**Written problem**
Return the full material exactly.

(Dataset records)
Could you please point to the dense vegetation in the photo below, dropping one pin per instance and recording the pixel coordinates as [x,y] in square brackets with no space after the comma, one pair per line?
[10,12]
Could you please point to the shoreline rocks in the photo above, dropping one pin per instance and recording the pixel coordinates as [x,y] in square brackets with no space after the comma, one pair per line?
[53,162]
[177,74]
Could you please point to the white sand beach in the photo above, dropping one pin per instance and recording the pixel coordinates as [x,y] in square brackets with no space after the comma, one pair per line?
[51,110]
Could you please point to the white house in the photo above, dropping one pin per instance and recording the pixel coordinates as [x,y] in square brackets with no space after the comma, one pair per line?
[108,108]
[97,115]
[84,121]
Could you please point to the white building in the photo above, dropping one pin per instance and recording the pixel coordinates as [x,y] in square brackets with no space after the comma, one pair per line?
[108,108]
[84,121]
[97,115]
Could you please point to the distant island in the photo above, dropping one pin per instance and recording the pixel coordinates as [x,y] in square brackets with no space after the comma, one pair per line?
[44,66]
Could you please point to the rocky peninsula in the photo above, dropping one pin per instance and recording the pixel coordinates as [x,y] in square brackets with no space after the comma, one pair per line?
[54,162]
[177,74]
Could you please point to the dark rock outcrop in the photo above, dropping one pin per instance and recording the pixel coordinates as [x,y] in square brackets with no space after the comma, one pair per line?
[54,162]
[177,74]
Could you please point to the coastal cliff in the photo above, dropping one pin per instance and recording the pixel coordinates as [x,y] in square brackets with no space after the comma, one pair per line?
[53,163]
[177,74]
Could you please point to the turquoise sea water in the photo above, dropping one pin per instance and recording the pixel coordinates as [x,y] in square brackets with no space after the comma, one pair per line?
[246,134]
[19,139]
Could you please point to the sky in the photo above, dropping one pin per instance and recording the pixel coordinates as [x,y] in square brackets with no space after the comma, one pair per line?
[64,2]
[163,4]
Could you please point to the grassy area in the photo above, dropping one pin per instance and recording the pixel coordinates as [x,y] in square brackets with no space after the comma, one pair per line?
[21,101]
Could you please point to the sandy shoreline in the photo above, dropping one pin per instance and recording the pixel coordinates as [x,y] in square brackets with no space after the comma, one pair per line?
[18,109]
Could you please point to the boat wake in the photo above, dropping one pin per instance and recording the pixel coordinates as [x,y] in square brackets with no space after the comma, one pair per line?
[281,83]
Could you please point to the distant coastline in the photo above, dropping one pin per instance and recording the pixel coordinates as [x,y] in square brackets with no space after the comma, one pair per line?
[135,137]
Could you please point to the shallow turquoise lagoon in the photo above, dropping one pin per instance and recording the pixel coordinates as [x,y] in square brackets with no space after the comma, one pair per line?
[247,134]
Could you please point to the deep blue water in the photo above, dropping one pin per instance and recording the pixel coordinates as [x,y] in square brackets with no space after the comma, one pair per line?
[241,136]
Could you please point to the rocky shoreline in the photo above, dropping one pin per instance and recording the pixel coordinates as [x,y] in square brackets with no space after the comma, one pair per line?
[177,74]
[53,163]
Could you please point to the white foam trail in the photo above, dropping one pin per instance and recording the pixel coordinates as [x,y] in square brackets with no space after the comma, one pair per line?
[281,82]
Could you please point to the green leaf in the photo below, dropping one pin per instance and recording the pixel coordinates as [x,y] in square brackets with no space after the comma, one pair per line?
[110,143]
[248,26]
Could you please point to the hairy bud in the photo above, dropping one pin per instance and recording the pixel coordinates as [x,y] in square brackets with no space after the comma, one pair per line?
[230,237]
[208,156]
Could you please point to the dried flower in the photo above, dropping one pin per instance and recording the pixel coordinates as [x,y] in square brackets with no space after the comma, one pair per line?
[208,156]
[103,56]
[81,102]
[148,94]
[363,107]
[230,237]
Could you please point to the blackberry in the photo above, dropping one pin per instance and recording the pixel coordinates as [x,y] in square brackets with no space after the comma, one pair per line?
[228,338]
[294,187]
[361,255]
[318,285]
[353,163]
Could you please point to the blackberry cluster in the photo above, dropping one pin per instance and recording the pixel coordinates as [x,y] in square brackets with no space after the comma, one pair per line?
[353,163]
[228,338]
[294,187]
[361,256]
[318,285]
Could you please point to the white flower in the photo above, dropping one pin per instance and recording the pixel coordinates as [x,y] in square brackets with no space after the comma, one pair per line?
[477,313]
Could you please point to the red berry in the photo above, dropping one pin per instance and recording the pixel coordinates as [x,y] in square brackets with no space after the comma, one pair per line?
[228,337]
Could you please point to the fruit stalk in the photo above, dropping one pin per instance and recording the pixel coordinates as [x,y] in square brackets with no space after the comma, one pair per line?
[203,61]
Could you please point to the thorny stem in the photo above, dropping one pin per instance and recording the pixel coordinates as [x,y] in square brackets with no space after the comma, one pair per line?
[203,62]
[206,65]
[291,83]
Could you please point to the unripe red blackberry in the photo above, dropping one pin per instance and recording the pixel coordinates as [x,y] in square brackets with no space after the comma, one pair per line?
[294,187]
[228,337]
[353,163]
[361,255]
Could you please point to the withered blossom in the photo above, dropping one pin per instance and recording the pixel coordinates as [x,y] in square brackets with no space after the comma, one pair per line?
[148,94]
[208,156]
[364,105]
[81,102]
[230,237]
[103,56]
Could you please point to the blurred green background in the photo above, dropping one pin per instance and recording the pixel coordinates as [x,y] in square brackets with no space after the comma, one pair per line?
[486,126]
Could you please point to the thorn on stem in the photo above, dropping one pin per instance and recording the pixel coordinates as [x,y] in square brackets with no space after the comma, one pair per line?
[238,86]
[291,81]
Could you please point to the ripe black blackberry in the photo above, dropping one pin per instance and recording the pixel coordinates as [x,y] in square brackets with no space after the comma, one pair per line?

**Solution to this exercise**
Could you please point to the dense vegetation in the photo below, dropping one pin per instance and recording the pixel coordinates as [x,y] in square brackets with no space after the comma, one pair per line?
[10,12]
Could you please point to the shoreline rocks in the photo above, dropping one pin per instance and recording the pixel coordinates as [x,y] in square brackets with no space after the comma, one pair per line?
[53,162]
[177,74]
Could you please point to the white sand beach in the photo above, dropping one pin per instance and recording the pixel coordinates as [x,y] in square brackets with no space after the comma, one pair per line?
[51,110]
Could you please point to the white house in the photo above, dropping one pin per instance and recording the pixel coordinates as [x,y] in square brackets with no space after the comma, one pair per line?
[108,108]
[97,115]
[84,121]
Could you please point to the white building in the photo above, dropping one pin per instance and recording the pixel coordinates as [x,y] in square brackets with no space after the comma, one pair per line?
[108,108]
[84,121]
[97,115]
Could you please point to the distant island in the photo above, dropping one pin per instance and recording the pixel coordinates as [x,y] in square brackets with no space after the comma, one pair per line?
[44,66]
Could you please point to the rocky peninsula in the photo above, dropping one pin per instance and recording the pixel coordinates as [x,y] in square brackets with no space after the comma, one pair per line?
[54,162]
[177,74]
Could you please point to the dark rock outcrop in the photo above, dropping one pin per instance and recording the pixel coordinates as [x,y] in square brackets with no space after the comma, one pair per line?
[54,162]
[177,74]
Could you please point to the coastal cliff in the photo above, dropping one pin per instance and recording the pixel coordinates as [x,y] in square brackets with no space after the comma, one pair per line?
[53,163]
[177,74]
Could you please point to the turquoise sea water in the photo above, dropping one pin per instance and recording the pixel coordinates as [x,y] in square brackets with no space after the comma, one pair per line?
[246,134]
[19,139]
Could you please point to the sky in the photo above, dropping one pin per instance and recording the pixel coordinates as [x,y] in square brackets with no space after the comma, one pair per line?
[64,2]
[163,4]
Could you please point to the grassy area in the photo above, dropping one pin per instance and recording the pixel coordinates as [x,y] in square brackets with no space after the comma, one pair per line?
[21,101]
Could you please point to the sandy shoreline in the photo above, dropping one pin per instance and recording the pixel coordinates as [x,y] in square brackets with no space after the comma, one pair per line?
[18,109]
Could you please point to the boat wake in the photo above, dropping one pin per instance and recording the pixel coordinates as [x,y] in square brackets with no space after the comma, one pair per line?
[281,83]
Could you please point to the distant coastline in the photo above, dropping one pin per instance and recording the pixel coordinates as [x,y] in square brackets with no space after the comma, one pair per line?
[135,137]
Could you please point to the shallow turquoise lagoon in the photo above, dropping one pin per instance and recording the pixel coordinates as [x,y] in square brackets with no space after the comma, one pair per line?
[247,134]
Could you please point to the deep blue water in the photo above, dropping one pin per instance and recording the pixel coordinates as [x,y] in square brackets with no space after the comma, one pair per line?
[241,136]
Could you please point to the rocky shoreline in the photo above, dropping one pin per instance and recording the pixel coordinates as [x,y] in square brackets with no space after the comma, one pair per line?
[177,74]
[53,163]
Could you please point to the white foam trail in the photo above, dropping one pin per instance and recording the pixel coordinates as [x,y] in square brackets with no space after the comma, one pair per line?
[281,82]
Could you please point to the green leaf in the photo below, dropping one pin per instance and recording the pixel coordinates as [x,y] in square brackets with no space after the comma, one pair per line?
[110,143]
[248,26]
Could you please point to the hairy bud in the photo above, dropping one pin per instance and recording the pixel coordinates as [x,y] in square brackets with no space after the comma, one pair per line?
[230,237]
[208,156]
Could you please point to the dried flower in the photo above, dropping one pin per instance and recording the pixel coordinates as [x,y] in square brackets with no space after the comma, one pair per line?
[208,156]
[103,56]
[81,102]
[148,94]
[363,107]
[230,237]
Could you please point to the blackberry in the photo above, dropping one pin per instance and recording the pixel coordinates as [x,y] in square brackets with no space after the comma, one pair per line?
[228,338]
[294,187]
[361,255]
[318,285]
[353,163]
Could you please point to the blackberry cluster in the photo above, dropping one pin per instance and recording the pixel coordinates as [x,y] in square brackets with no space after the comma, one pair per line?
[353,163]
[228,338]
[294,187]
[361,256]
[318,285]
Could you please point to the white flower in the photo above, dropping one pin per instance and recording the pixel coordinates as [x,y] in square brackets with no space after the comma, one pair per line?
[477,313]
Could you please point to the red berry in the photo above, dropping one pin per instance and recording the pixel coordinates as [x,y] in square brackets with no space after the comma, one pair per line?
[228,337]
Could you please point to the fruit stalk in the photo above, dropping one pin per instance and recording the pixel coordinates as [x,y] in square brackets with no space after the comma, one pair per line?
[203,61]
Could you please point to the thorny stem in the photo above, dropping one pin per instance and recording the pixel coordinates as [x,y] in square brackets with no space after the comma, one pair per line?
[203,62]
[206,65]
[291,83]
Could you please point to the unripe red blackberry in the photo above, dropping one pin per instance and recording the pixel coordinates as [x,y] in square brackets with no space after the comma, one pair per line?
[294,187]
[228,337]
[353,163]
[361,255]
Could you please point to the withered blossom in the photo above, dropping one pin per instance and recording the pixel coordinates as [x,y] in square brackets with no space after the comma, one pair per line?
[148,94]
[208,156]
[364,105]
[81,102]
[230,237]
[103,56]
Could you please point to the blurred green background in the photo above, dropping one pin per instance and recording the pixel coordinates as [x,y] in square brackets with no space after the comma, one pair per line?
[486,126]
Could you please point to the thorn on stem in the photo above, dropping one pin per instance and recording the pixel coordinates as [x,y] in square brackets with no space after the comma, one pair per line?
[238,86]
[291,81]
Could you please point to the ripe black blackberry in the photo above, dropping one pin per instance and recording the pixel coordinates as [x,y] in square brackets with no space after the comma, one pair per line?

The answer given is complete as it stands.